### Material shown
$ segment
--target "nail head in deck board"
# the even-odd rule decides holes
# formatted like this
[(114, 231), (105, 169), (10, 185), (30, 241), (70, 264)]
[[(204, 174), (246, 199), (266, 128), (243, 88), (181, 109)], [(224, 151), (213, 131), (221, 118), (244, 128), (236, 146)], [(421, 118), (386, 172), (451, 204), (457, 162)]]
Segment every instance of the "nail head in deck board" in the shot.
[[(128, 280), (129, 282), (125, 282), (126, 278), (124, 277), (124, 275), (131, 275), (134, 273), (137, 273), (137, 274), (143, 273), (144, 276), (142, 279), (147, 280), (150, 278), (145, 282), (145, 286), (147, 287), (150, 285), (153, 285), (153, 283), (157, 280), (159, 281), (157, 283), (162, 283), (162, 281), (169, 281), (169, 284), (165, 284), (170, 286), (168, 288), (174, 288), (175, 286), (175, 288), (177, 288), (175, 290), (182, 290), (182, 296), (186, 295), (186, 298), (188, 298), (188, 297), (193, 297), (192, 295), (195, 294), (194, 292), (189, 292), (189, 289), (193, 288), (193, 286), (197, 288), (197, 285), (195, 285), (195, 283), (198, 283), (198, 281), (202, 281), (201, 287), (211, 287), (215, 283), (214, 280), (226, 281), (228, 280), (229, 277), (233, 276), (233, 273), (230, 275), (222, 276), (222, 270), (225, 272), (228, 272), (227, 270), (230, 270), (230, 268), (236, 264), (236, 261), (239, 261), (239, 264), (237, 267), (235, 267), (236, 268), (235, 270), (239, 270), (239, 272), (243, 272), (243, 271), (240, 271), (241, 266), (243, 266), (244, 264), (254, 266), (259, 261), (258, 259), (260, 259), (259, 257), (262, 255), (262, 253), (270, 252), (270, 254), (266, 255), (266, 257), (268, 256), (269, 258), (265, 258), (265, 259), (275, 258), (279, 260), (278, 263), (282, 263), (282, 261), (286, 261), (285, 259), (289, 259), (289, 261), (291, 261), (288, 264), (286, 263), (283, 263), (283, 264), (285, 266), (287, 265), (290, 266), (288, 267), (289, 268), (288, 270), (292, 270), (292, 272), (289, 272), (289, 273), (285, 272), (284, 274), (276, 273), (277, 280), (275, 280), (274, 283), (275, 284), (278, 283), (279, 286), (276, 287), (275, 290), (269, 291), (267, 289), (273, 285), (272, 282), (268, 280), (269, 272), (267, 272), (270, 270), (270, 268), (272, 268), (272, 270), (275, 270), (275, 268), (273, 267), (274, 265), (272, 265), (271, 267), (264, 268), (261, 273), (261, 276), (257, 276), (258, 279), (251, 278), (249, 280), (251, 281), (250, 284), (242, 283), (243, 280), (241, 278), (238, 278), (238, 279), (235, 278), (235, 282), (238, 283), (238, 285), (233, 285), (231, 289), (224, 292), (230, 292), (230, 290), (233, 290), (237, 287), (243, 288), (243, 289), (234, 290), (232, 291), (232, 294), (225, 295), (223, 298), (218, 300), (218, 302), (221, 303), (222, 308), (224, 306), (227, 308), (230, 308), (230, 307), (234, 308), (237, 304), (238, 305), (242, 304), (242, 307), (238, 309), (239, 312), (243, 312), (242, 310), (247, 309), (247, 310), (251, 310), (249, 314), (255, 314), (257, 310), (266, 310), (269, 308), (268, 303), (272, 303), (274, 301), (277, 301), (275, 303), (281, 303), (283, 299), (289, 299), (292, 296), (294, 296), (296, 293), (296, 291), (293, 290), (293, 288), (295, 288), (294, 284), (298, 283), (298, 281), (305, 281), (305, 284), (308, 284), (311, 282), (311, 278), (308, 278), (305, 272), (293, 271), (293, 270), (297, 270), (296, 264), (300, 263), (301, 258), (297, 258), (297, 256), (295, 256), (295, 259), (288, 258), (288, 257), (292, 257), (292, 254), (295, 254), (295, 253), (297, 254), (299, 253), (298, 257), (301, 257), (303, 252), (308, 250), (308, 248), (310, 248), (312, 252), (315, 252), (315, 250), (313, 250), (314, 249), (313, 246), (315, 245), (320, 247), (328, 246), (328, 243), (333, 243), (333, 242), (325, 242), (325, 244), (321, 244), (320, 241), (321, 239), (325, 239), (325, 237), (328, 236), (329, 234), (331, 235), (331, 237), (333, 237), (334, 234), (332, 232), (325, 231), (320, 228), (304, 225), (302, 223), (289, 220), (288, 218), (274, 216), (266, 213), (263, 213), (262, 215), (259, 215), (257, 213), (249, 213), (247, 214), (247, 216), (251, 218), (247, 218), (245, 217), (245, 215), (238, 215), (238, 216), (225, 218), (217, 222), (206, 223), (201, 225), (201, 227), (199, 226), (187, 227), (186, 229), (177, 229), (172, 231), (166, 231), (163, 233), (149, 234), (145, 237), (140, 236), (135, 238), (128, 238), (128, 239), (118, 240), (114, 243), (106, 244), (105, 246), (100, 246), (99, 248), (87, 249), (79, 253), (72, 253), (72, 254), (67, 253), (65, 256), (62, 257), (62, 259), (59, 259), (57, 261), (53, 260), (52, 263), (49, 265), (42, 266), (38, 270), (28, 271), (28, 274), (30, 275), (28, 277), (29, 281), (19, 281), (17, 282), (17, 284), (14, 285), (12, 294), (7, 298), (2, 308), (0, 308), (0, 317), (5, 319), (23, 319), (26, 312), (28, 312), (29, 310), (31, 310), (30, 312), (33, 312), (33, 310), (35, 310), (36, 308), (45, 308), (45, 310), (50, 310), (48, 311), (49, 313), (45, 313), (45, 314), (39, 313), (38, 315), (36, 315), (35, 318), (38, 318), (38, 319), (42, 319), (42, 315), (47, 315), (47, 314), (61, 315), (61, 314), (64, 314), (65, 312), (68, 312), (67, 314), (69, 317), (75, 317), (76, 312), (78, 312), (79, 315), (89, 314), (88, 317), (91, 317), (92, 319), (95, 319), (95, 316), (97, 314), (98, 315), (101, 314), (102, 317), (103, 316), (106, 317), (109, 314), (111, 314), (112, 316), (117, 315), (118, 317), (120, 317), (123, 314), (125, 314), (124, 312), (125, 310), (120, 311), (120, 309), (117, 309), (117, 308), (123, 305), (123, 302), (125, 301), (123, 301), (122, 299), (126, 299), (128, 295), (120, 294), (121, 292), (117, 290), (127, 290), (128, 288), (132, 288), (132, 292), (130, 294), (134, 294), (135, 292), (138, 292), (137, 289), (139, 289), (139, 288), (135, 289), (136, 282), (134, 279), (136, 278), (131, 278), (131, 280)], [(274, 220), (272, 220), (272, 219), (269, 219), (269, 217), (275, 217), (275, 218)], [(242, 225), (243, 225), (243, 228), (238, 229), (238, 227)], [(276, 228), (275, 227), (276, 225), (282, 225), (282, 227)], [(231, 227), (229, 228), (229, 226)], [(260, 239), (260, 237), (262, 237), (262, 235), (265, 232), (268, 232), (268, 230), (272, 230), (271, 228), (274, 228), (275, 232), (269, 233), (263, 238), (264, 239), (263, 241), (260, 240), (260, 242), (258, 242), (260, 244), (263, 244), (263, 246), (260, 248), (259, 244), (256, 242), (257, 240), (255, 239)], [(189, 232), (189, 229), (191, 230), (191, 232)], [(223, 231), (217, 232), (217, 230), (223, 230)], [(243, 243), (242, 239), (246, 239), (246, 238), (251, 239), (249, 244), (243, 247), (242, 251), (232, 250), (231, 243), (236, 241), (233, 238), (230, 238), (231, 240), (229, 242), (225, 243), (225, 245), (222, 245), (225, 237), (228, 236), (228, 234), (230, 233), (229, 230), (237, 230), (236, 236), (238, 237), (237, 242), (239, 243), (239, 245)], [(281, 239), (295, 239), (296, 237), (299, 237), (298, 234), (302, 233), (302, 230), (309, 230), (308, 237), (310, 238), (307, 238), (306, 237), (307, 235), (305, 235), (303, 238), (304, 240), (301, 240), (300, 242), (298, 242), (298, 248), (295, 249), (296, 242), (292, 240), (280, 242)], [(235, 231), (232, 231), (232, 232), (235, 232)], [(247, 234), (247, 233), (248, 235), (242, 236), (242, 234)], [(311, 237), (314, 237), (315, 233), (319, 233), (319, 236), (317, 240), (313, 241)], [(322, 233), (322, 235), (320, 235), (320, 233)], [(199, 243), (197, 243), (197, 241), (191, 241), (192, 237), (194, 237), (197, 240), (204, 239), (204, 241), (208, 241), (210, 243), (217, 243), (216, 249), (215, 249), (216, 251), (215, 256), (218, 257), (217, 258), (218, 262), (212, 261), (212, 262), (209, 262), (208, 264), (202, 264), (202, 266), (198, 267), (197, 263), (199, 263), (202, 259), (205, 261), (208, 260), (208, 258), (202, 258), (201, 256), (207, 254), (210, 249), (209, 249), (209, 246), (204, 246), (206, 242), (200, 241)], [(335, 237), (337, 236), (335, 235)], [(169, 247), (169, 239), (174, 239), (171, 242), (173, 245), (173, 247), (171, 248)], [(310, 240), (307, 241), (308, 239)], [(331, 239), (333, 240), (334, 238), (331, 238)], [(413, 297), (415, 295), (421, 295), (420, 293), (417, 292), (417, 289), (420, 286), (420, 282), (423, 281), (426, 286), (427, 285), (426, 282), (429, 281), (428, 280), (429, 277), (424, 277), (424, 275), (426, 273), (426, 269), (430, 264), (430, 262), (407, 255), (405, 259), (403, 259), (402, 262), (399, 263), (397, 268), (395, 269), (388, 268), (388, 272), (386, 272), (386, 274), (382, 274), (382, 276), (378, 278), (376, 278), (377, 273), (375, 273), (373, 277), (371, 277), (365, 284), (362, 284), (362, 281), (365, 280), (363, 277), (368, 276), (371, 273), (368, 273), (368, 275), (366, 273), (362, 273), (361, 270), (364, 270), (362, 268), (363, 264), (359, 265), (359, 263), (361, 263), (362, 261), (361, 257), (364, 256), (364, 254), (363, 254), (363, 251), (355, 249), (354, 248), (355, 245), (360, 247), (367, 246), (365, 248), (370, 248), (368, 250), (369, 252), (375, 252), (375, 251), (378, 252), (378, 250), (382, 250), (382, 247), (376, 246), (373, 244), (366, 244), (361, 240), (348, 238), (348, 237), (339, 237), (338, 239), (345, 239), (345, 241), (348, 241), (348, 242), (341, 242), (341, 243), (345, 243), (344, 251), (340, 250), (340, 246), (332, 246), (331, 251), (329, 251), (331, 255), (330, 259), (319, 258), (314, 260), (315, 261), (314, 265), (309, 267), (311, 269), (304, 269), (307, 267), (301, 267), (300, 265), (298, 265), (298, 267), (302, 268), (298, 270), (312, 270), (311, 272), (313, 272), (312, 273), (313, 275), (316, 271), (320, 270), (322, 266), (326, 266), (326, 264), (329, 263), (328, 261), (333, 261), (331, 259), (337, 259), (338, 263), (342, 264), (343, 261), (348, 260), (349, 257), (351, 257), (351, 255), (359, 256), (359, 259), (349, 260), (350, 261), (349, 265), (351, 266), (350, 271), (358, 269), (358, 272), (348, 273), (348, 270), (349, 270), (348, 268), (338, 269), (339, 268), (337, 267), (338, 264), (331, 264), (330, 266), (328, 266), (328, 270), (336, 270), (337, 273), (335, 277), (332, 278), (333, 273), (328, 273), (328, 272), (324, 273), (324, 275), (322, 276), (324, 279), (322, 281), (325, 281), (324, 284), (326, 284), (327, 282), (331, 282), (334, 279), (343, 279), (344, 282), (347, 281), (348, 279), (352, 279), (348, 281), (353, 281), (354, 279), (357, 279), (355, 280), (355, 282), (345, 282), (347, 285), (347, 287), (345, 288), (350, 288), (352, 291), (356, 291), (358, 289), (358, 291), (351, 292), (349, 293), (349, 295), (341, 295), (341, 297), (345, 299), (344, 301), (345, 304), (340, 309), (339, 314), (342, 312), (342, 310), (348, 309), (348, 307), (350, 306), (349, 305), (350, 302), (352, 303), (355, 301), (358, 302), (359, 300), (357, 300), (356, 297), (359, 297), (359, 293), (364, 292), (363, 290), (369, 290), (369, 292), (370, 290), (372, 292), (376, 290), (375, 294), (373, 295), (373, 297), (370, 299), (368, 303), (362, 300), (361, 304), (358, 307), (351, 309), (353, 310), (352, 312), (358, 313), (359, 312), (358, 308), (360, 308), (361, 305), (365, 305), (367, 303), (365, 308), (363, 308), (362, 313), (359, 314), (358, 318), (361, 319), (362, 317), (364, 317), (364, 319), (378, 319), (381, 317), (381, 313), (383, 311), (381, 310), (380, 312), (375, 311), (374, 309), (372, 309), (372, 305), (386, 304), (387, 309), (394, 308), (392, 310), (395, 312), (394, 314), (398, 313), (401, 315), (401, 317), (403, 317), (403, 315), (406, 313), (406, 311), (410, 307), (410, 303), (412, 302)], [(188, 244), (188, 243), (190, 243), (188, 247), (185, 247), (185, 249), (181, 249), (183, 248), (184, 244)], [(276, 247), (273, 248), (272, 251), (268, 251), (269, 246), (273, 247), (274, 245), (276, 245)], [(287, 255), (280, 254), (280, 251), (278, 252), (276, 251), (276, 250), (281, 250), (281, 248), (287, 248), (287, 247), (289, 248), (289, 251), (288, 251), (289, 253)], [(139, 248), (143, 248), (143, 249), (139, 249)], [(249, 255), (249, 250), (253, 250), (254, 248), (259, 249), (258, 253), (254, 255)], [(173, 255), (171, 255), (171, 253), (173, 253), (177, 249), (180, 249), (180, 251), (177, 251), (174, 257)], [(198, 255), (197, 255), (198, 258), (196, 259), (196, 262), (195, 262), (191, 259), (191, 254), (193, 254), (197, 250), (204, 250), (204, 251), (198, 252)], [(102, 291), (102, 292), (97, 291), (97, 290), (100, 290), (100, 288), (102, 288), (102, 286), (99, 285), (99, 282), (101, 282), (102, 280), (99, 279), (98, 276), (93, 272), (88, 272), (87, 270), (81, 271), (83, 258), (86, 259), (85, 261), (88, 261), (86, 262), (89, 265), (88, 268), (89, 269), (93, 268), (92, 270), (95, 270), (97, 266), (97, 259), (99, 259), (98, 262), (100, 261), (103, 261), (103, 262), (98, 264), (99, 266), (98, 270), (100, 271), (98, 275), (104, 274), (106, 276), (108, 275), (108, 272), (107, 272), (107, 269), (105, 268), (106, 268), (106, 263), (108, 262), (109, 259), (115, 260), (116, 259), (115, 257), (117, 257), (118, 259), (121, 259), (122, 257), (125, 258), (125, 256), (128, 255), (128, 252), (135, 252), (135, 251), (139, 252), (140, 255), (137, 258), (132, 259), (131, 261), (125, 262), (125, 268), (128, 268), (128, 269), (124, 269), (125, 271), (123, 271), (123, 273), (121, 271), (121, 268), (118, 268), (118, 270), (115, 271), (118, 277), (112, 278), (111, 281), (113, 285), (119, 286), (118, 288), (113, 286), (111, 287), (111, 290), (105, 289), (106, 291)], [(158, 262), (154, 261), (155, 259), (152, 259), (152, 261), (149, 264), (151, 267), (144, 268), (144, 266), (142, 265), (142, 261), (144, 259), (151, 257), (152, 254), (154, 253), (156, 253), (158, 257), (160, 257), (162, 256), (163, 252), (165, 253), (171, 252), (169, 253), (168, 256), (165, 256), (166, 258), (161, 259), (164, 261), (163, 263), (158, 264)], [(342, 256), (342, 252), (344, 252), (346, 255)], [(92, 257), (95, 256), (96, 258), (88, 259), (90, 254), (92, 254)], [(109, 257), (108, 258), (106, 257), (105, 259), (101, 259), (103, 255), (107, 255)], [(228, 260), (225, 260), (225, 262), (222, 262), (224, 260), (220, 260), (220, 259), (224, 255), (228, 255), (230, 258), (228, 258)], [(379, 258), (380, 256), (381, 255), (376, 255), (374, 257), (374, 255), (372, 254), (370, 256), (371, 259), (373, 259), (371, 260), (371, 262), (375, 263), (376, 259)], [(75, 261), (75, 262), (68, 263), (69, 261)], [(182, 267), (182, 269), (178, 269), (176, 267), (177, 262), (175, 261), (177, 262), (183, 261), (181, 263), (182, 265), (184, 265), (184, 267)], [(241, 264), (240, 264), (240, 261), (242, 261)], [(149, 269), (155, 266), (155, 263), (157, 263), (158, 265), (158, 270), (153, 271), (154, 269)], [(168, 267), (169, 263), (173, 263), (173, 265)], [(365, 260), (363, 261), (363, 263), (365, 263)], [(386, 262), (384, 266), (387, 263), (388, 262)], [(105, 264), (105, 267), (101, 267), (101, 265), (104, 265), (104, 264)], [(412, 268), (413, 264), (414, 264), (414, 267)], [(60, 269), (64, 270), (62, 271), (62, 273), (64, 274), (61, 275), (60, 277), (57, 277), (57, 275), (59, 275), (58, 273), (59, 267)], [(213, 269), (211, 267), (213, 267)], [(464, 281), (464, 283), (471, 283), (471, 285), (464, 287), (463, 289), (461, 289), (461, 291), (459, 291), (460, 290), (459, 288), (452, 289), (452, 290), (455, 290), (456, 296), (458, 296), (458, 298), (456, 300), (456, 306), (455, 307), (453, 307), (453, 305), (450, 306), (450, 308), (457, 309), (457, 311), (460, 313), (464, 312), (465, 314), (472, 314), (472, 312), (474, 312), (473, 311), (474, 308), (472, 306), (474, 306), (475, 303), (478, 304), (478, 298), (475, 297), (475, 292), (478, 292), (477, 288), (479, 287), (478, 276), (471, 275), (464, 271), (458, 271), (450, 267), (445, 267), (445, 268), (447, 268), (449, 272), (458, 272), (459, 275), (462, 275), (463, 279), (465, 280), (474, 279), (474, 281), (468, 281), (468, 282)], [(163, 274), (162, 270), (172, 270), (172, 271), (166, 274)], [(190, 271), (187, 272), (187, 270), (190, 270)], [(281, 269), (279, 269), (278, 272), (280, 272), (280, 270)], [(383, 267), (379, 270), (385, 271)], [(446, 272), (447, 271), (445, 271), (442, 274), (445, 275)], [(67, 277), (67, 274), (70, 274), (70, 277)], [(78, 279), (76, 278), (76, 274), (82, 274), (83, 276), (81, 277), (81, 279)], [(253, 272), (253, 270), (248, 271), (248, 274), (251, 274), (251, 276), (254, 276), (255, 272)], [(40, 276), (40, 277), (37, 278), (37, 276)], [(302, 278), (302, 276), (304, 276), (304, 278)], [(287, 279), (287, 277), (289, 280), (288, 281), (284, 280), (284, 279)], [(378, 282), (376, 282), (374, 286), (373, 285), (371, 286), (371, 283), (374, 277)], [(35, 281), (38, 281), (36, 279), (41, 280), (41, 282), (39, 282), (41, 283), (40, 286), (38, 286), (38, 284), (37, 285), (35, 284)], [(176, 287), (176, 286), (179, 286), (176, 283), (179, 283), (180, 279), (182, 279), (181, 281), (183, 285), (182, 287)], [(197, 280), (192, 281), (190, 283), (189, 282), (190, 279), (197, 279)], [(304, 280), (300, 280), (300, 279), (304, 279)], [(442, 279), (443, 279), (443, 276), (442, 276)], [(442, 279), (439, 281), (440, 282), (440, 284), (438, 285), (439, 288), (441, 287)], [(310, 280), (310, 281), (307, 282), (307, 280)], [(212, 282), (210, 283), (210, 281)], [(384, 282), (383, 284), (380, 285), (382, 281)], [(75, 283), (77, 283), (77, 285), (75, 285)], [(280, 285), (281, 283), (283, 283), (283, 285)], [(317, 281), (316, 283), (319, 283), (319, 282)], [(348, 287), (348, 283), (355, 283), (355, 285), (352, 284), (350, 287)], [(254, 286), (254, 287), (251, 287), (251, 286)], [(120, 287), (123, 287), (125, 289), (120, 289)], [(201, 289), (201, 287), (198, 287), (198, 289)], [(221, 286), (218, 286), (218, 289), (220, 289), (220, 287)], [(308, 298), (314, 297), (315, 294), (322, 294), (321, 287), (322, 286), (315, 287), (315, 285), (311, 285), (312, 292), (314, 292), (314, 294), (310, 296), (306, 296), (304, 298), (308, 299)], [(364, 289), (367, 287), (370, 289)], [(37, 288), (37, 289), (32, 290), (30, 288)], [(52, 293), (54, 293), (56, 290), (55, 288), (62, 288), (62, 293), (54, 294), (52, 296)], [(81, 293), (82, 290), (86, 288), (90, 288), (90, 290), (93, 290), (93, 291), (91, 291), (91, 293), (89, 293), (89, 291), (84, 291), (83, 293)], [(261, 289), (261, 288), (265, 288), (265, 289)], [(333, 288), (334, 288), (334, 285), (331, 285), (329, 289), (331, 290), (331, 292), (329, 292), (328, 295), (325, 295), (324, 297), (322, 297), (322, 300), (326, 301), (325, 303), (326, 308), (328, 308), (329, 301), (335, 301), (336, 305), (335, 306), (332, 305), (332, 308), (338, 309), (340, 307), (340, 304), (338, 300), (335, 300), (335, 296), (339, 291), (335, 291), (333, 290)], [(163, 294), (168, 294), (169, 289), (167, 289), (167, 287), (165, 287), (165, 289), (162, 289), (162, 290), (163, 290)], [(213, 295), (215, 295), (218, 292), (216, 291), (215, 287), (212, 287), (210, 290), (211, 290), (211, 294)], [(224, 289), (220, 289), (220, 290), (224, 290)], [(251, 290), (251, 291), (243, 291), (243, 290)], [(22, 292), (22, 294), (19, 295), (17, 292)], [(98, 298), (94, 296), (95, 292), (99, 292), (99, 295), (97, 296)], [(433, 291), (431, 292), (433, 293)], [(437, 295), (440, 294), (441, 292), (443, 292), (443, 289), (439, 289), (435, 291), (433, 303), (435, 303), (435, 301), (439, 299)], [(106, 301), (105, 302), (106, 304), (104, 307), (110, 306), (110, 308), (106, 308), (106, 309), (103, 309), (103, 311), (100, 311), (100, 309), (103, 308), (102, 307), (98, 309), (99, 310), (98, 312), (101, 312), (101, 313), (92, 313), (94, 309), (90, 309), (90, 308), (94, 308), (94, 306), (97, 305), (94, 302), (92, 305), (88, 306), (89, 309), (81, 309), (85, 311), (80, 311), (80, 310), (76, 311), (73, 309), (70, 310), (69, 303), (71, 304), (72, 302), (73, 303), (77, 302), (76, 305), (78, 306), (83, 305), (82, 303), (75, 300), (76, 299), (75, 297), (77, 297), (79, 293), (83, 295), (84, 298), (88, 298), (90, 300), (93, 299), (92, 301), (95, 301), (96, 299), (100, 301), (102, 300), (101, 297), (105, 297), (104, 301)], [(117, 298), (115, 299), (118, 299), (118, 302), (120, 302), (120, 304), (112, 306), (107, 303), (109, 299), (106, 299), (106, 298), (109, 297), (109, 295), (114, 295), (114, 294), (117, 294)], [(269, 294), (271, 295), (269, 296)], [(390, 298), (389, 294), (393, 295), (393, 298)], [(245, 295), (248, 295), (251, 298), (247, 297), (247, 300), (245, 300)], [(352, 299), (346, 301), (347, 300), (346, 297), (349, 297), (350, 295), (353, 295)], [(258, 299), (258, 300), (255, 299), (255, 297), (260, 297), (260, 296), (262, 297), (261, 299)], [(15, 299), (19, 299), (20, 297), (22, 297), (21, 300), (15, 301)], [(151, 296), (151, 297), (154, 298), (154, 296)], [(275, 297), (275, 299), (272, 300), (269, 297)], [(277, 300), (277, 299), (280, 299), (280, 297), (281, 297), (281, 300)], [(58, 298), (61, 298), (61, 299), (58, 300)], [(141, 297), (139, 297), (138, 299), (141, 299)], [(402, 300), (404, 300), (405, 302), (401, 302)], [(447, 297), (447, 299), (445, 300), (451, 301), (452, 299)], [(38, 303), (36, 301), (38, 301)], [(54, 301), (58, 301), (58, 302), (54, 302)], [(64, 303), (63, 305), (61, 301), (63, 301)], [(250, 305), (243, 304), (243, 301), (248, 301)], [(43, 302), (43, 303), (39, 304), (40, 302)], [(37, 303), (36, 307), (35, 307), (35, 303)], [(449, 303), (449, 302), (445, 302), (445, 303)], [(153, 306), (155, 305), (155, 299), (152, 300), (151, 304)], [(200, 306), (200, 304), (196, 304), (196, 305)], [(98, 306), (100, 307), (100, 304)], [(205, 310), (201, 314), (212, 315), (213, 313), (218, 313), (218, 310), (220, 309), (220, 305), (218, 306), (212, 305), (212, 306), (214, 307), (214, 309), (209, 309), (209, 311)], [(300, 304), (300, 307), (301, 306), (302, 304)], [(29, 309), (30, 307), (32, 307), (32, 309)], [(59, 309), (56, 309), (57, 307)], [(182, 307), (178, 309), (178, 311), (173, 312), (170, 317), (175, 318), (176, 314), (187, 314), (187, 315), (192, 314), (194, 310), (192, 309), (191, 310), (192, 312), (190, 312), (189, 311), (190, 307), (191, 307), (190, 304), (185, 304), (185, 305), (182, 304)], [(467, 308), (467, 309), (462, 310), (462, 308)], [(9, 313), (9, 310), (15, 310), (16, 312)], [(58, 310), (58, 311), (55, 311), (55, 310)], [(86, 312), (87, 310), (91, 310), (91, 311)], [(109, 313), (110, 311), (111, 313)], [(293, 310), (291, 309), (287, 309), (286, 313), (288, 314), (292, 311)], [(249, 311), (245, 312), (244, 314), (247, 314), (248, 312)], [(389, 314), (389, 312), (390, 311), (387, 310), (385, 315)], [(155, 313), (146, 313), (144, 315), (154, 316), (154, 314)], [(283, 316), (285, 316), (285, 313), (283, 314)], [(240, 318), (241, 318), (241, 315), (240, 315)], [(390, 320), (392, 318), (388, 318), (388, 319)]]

### Given instruction
Rewrite everything from the start of the entries down to the line containing "Segment every instance", replacing "shot" with "image" and leaving all else unchanged.

### Solution for this exercise
$ segment
--target "nail head in deck board"
# the even-odd rule decides holes
# formatted like this
[(114, 231), (105, 169), (10, 185), (30, 241), (70, 264)]
[[(204, 174), (246, 199), (266, 128), (243, 88), (181, 109)], [(224, 151), (213, 131), (221, 118), (244, 128), (236, 146)], [(421, 118), (386, 172), (451, 204), (457, 162)]]
Segment every instance of the "nail head in deck board" in the image.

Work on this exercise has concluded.